> [MATERIALS PROVIDED]

□ □ □

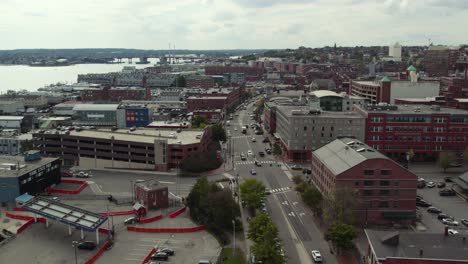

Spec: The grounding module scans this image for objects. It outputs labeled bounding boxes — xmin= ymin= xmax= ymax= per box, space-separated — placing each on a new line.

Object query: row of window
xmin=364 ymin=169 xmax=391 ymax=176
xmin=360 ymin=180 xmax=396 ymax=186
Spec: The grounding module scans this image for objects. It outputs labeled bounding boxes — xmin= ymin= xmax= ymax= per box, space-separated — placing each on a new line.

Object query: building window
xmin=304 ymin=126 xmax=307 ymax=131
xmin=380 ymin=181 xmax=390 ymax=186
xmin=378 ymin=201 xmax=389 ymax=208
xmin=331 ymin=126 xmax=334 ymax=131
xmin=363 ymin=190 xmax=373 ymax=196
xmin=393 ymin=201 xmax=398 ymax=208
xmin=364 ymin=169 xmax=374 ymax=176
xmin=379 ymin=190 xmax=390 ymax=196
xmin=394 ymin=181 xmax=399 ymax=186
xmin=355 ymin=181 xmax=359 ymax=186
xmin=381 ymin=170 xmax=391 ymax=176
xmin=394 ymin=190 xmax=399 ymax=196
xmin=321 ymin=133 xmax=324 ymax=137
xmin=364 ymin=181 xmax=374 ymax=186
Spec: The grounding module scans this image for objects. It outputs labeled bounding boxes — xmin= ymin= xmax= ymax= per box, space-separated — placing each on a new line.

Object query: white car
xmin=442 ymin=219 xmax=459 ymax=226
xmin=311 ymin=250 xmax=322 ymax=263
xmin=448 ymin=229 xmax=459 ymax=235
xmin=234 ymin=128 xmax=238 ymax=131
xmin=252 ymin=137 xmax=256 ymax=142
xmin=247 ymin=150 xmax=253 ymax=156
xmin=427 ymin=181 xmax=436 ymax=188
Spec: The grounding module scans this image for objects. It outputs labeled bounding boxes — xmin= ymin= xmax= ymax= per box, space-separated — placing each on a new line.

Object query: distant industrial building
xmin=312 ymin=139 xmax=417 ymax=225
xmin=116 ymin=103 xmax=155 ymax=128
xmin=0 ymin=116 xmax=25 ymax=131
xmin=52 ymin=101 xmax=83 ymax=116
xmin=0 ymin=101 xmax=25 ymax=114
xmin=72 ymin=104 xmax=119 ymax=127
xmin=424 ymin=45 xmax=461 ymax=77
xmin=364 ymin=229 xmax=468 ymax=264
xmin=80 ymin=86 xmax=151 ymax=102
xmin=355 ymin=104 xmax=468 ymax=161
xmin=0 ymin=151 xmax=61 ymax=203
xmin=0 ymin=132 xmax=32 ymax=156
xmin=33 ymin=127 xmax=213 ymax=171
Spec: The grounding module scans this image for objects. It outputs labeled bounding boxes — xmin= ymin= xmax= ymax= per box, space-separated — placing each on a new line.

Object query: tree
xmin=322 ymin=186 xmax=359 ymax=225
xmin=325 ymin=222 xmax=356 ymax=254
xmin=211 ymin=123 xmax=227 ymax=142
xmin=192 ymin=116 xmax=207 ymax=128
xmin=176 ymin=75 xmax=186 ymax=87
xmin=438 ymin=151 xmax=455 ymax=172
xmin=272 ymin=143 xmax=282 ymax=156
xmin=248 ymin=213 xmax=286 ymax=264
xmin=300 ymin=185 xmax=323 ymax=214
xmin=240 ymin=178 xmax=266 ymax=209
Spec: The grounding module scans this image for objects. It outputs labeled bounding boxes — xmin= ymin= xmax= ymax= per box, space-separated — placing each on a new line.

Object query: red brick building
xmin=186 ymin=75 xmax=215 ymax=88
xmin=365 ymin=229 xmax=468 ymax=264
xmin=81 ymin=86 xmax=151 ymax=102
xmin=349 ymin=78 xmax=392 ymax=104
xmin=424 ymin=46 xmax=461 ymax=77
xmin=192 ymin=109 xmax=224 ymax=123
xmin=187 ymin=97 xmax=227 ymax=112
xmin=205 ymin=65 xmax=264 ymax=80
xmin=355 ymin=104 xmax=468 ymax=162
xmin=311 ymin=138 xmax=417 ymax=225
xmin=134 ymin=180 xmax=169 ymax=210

□ □ □

Could you output the full set of entries exactly, skipping every picture?

> [PROBLEM SOLUTION]
Spec: The grounding module scans this image for objects. It outputs labeled bounding boxes — xmin= ymin= xmax= ymax= per box, space-separated — placing each on a new line.

Object query: row of window
xmin=364 ymin=169 xmax=391 ymax=176
xmin=360 ymin=180 xmax=396 ymax=186
Spec: The grounding module scans this image for objects. It outputs labeled bounding boxes — xmin= ymin= xmax= ymax= per box, space-separated — placing each on a new line.

Object query: building window
xmin=304 ymin=126 xmax=307 ymax=131
xmin=380 ymin=181 xmax=390 ymax=186
xmin=378 ymin=201 xmax=389 ymax=208
xmin=331 ymin=126 xmax=334 ymax=131
xmin=363 ymin=190 xmax=373 ymax=196
xmin=393 ymin=201 xmax=398 ymax=208
xmin=364 ymin=169 xmax=374 ymax=176
xmin=379 ymin=190 xmax=390 ymax=196
xmin=394 ymin=181 xmax=399 ymax=186
xmin=355 ymin=181 xmax=359 ymax=186
xmin=381 ymin=170 xmax=391 ymax=176
xmin=394 ymin=190 xmax=399 ymax=196
xmin=321 ymin=133 xmax=324 ymax=137
xmin=364 ymin=181 xmax=374 ymax=186
Spec: The grounding module scans this image for objects. It outputs labeled bounding boxes — xmin= ymin= xmax= ymax= per box, space-separated — placing each on a new line.

Object query: white car
xmin=442 ymin=219 xmax=459 ymax=226
xmin=311 ymin=250 xmax=322 ymax=263
xmin=448 ymin=229 xmax=459 ymax=235
xmin=234 ymin=128 xmax=238 ymax=131
xmin=252 ymin=137 xmax=256 ymax=142
xmin=247 ymin=150 xmax=253 ymax=156
xmin=427 ymin=181 xmax=436 ymax=188
Spec: The grounding module scans this image for objects. It outputs labeled bounding boxes — xmin= ymin= xmax= ymax= per box, space-separated — placing each on a new line.

Object query: distant industrial building
xmin=312 ymin=139 xmax=417 ymax=225
xmin=116 ymin=103 xmax=155 ymax=128
xmin=0 ymin=116 xmax=25 ymax=131
xmin=52 ymin=101 xmax=83 ymax=116
xmin=0 ymin=101 xmax=25 ymax=114
xmin=72 ymin=104 xmax=119 ymax=127
xmin=424 ymin=45 xmax=461 ymax=77
xmin=364 ymin=229 xmax=468 ymax=264
xmin=80 ymin=86 xmax=151 ymax=102
xmin=355 ymin=104 xmax=468 ymax=161
xmin=0 ymin=151 xmax=61 ymax=203
xmin=0 ymin=132 xmax=32 ymax=156
xmin=33 ymin=127 xmax=213 ymax=171
Spec: The grounding module scans this image for objects. It outputs labeled bounding boxes — xmin= ymin= xmax= ymax= per box, space-separated — placing each on a new line.

Object query: tree
xmin=322 ymin=186 xmax=359 ymax=225
xmin=325 ymin=222 xmax=356 ymax=254
xmin=211 ymin=123 xmax=227 ymax=142
xmin=192 ymin=116 xmax=207 ymax=128
xmin=176 ymin=75 xmax=186 ymax=87
xmin=438 ymin=151 xmax=455 ymax=172
xmin=272 ymin=143 xmax=282 ymax=156
xmin=248 ymin=213 xmax=286 ymax=264
xmin=300 ymin=185 xmax=323 ymax=214
xmin=240 ymin=178 xmax=266 ymax=209
Spec: The grounding module scans this image for objects. It outputs labeled bounding boxes — xmin= ymin= xmax= ymax= per box, space-separated — placing each on a new line.

Object query: red brick building
xmin=186 ymin=75 xmax=215 ymax=88
xmin=365 ymin=229 xmax=468 ymax=264
xmin=81 ymin=86 xmax=151 ymax=102
xmin=349 ymin=78 xmax=392 ymax=104
xmin=424 ymin=46 xmax=461 ymax=77
xmin=192 ymin=109 xmax=224 ymax=123
xmin=187 ymin=97 xmax=227 ymax=112
xmin=205 ymin=65 xmax=264 ymax=80
xmin=355 ymin=104 xmax=468 ymax=162
xmin=311 ymin=138 xmax=417 ymax=225
xmin=134 ymin=180 xmax=169 ymax=210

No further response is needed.